[Aim]
Convert the listing below into a Markdown table with the columns Row and Line, starting with the line that contains "For this challenge, identify the grill" and going on through the line that contains "point(61, 66)". Give one numbered row per line, and leave out blank lines and the pictures.

****

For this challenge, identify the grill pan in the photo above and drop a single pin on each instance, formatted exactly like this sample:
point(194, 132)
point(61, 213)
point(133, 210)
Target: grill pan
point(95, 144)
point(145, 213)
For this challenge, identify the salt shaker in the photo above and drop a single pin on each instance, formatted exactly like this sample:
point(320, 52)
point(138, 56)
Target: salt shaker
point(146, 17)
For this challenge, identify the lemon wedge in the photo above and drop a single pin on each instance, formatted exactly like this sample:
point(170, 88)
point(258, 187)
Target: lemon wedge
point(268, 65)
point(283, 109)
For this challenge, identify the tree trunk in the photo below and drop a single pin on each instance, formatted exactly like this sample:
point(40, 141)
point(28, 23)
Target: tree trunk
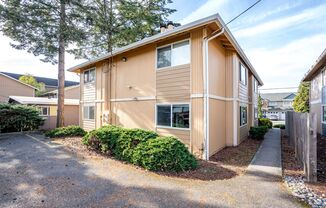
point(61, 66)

****

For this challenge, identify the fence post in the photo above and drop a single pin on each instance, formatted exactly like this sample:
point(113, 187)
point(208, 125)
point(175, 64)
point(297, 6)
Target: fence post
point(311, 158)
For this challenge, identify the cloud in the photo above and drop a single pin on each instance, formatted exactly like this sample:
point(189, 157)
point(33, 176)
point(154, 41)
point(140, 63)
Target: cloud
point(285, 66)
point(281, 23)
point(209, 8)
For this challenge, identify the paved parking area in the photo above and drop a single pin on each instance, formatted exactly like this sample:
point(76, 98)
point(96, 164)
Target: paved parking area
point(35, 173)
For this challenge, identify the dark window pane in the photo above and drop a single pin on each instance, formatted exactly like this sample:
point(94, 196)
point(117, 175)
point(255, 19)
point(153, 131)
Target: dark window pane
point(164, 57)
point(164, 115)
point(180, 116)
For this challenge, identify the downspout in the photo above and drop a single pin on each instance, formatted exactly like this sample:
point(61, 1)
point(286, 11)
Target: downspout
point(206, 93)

****

[Answer to the exercise]
| Row | Line |
|---|---|
| 1 | For this challenge, identify the grill pan in the photo above and drop a single pin on each instance, formatted exactly like this sample: |
| 2 | point(194, 132) |
| 3 | point(61, 213) |
| 4 | point(133, 210) |
| 5 | Target: grill pan |
| 6 | point(95, 144) |
| 7 | point(145, 213) |
| 8 | For this challenge, identify the salt shaker in the photo above and drop a single pin on each instance, formatted exactly like this sample: |
| 9 | point(320, 52) |
| 10 | point(138, 56) |
| 11 | Target: salt shaker |
| 12 | point(146, 17) |
| 13 | For this challenge, identify the lemon wedge in the photo above and drop a single pin on each instance, formatted exactly like this sample: |
| 14 | point(170, 88) |
| 15 | point(258, 187) |
| 16 | Target: lemon wedge |
| 17 | point(268, 65) |
| 18 | point(283, 109) |
| 19 | For this challenge, identify the tree trunk in the photo below and drop a single pin on each instance, formatted exactly like this sample: |
| 20 | point(40, 141) |
| 21 | point(28, 23) |
| 22 | Target: tree trunk |
| 23 | point(61, 66) |